### Passage given
· · · · ·

Demand Forecasting System

Time-series demand forecasting pipeline comparing LSTM, XGBoost, and Prophet with ensemble learning, backtesting, and an interactive dashboard.

Overview

A production-ready demand forecasting system combining three ML models (Prophet, LSTM, XGBoost) with ensemble learning. Features automatic seasonality detection, anomaly handling, and an interactive Streamlit dashboard. Built on the Kaggle Store Sales Time Series Forecasting dataset.

Key Features

Multi-model forecasting: Prophet, PyTorch LSTM, XGBoost with optimized ensemble
Anomaly detection: IQR + Isolation Forest with configurable handling strategies
Seasonality analysis: Fourier transform and ACF/PACF for pattern detection
Feature engineering: Lag features, rolling statistics, temporal indicators, holiday effects
Backtesting framework: Rolling window cross-validation with Diebold-Mariano tests
Interactive dashboard: Streamlit + Plotly visualizations with 5 pages
CI/CD: GitHub Actions with linting, testing, and Docker build

Architecture

+-----------------------------------------------------------+
|                   Streamlit Dashboard                      |
|  +----------+ +----------+ +---------+ +---------------+  |
|  | Forecast | |  Model   | | Anomaly | | Backtesting   |  |
|  |  View    | | Compare  | | Explorer| | Results       |  |
|  +----+-----+ +----+-----+ +----+----+ +------+--------+  |
+-------+------------+------------+-------------+-----------+
        |            |            |             |
+-------+------------+------------+-------------+-----------+
|                      Model Layer                          |
|  +---------+    +---------+    +---------+                |
|  | Prophet |    |  LSTM   |    | XGBoost |                |
|  +----+----+    +----+----+    +----+----+                |
|       +              |              +                     |
|                 +----+----+                               |
|                 | Ensemble|                               |
|                 +---------+                               |
+-----------------------------------------------------------+
                          |
+-----------------------------------------------------------+
|                     Data Layer                            |
|  +------------+ +--------------+ +--------------------+   |
|  |   DuckDB   | |   Feature    | |     Anomaly        |   |
|  | raw/cleaned| |  Engineering | |     Detection      |   |
|  +------------+ +--------------+ +--------------------+   |
+-----------------------------------------------------------+

Quick Start

Prerequisites

Python 3.11+
Kaggle account (for dataset download)

1. Install

# Clone repository
git clone https://github.com/KarasiewiczStephane/demand-forecast.git
cd demand-forecast

# Create virtual environment
python -m venv venv
source venv/bin/activate  # Windows: venv\Scripts\activate

# Install dependencies
make install

2. Download Data

The project uses the Kaggle Store Sales dataset. Set your Kaggle API credentials (see Kaggle API docs) and download:

export KAGGLE_USERNAME="your_username"
export KAGGLE_KEY="your_key"

· · · · ·

### Dataset content
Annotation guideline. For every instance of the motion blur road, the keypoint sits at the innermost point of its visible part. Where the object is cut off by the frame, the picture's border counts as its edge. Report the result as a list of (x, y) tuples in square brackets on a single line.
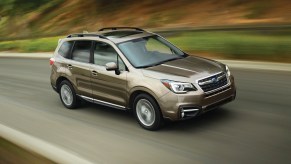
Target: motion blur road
[(255, 128)]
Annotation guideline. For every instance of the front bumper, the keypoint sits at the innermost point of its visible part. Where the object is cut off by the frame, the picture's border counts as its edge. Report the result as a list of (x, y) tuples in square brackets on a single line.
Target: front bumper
[(184, 106)]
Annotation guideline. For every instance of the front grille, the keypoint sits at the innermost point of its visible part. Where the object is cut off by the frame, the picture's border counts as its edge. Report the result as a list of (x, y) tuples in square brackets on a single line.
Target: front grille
[(213, 82)]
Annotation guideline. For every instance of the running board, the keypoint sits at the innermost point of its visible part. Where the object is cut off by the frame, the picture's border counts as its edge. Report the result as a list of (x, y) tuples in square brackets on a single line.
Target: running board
[(104, 103)]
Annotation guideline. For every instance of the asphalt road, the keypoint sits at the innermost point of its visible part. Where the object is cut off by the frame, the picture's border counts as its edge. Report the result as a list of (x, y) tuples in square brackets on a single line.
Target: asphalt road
[(256, 128)]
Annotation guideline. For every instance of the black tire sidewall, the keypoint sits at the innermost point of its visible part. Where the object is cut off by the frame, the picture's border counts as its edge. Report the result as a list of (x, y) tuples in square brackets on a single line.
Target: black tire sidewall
[(74, 103), (158, 115)]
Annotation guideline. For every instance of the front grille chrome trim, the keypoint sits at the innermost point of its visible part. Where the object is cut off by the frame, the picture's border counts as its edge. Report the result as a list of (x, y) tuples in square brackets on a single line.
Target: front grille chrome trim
[(219, 77)]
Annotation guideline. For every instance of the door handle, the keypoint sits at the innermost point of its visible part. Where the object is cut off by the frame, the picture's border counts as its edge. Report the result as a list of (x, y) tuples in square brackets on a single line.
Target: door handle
[(94, 73), (70, 66)]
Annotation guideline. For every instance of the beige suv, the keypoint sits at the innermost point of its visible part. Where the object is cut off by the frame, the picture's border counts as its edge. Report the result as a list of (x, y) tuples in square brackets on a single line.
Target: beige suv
[(132, 69)]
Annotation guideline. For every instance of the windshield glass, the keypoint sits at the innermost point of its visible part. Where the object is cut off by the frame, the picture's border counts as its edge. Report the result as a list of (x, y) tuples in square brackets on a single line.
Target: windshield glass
[(149, 51)]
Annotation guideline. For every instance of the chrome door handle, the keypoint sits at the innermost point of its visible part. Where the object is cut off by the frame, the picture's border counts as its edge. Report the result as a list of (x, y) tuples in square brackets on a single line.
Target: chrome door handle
[(94, 73)]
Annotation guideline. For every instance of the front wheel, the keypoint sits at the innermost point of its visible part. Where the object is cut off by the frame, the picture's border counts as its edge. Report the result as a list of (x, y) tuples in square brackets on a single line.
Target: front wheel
[(68, 95), (147, 112)]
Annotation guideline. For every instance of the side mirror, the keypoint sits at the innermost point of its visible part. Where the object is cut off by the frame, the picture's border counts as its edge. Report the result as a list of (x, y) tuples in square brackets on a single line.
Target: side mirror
[(111, 66)]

· · · · ·

### Exercise tasks
**A.** According to the Demand Forecasting System page, why do you need a Kaggle account to set up the project? Answer in one to three sentences.
**B.** Copy word for word the part of the Demand Forecasting System page starting at "A production-ready demand" and ending at "Series Forecasting dataset.".
The rows have nothing to do with what you are asked here.

### Replies
**A.** The project is built on the Kaggle Store Sales dataset, so you need a Kaggle account to download it. The setup steps say to set your Kaggle API credentials and then download the data.

**B.**
A production-ready demand forecasting system combining three ML models (Prophet, LSTM, XGBoost) with ensemble learning. Features automatic seasonality detection, anomaly handling, and an interactive Streamlit dashboard. Built on the Kaggle Store Sales Time Series Forecasting dataset.